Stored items
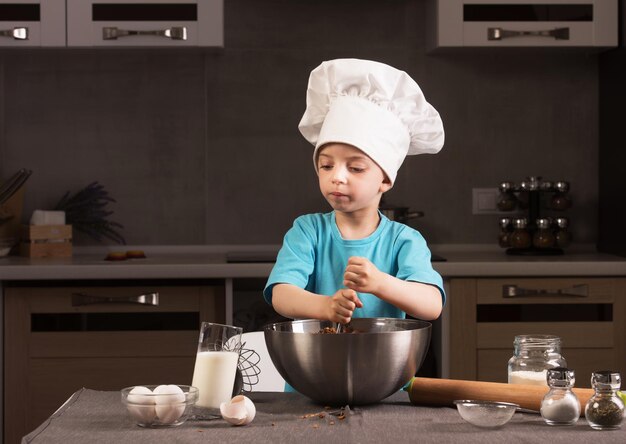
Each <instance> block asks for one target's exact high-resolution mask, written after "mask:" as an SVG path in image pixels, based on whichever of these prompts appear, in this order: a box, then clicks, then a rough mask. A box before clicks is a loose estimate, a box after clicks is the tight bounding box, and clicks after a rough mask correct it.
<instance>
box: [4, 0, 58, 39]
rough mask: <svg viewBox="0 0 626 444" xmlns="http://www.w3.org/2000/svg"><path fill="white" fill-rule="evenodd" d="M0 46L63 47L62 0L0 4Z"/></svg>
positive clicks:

# Aim of the task
In your copy of the entries above, keep the text exact and leave out the pictures.

# Response to this task
Each <instance> block asks for one target's exact high-resolution mask, written after "mask:" as an SVG path in image pixels, based on whichever of these prompts appear, in this order: a box, then clicks, then a rough mask. A box before clicks is a loose estimate, a box after clicks is the tight bounding box, and clicks after a rough mask correct it.
<instance>
box: [4, 0, 58, 39]
rough mask: <svg viewBox="0 0 626 444" xmlns="http://www.w3.org/2000/svg"><path fill="white" fill-rule="evenodd" d="M0 46L63 47L62 0L0 4Z"/></svg>
positive clicks:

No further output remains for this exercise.